WHAT YOU WILL DO - Pull out each line below that contains the word "outline".

━━━

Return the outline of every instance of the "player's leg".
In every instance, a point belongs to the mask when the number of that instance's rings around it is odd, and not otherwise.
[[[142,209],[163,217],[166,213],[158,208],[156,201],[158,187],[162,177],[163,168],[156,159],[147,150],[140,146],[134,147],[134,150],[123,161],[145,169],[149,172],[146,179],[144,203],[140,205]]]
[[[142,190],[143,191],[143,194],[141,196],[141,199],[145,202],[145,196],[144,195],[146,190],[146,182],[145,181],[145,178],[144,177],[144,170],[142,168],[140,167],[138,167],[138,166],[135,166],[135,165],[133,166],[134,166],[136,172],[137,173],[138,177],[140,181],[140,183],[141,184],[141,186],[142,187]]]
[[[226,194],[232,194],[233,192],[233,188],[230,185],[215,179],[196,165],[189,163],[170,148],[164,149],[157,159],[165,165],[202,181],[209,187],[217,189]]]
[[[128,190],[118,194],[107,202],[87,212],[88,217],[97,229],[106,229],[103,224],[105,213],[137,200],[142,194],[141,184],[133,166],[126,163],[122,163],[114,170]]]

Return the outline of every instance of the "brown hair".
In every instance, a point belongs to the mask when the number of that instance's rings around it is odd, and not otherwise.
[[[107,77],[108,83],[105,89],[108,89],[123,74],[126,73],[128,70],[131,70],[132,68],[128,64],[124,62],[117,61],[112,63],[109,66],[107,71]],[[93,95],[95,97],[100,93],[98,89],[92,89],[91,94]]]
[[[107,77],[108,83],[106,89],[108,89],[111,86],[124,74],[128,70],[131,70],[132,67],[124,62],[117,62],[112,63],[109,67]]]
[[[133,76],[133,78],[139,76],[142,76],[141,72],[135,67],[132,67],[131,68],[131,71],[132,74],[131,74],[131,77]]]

━━━

EXERCISE ANSWER -
Return the outline of every instance of the "player's leg".
Return the outline of every instance of the "brown hair".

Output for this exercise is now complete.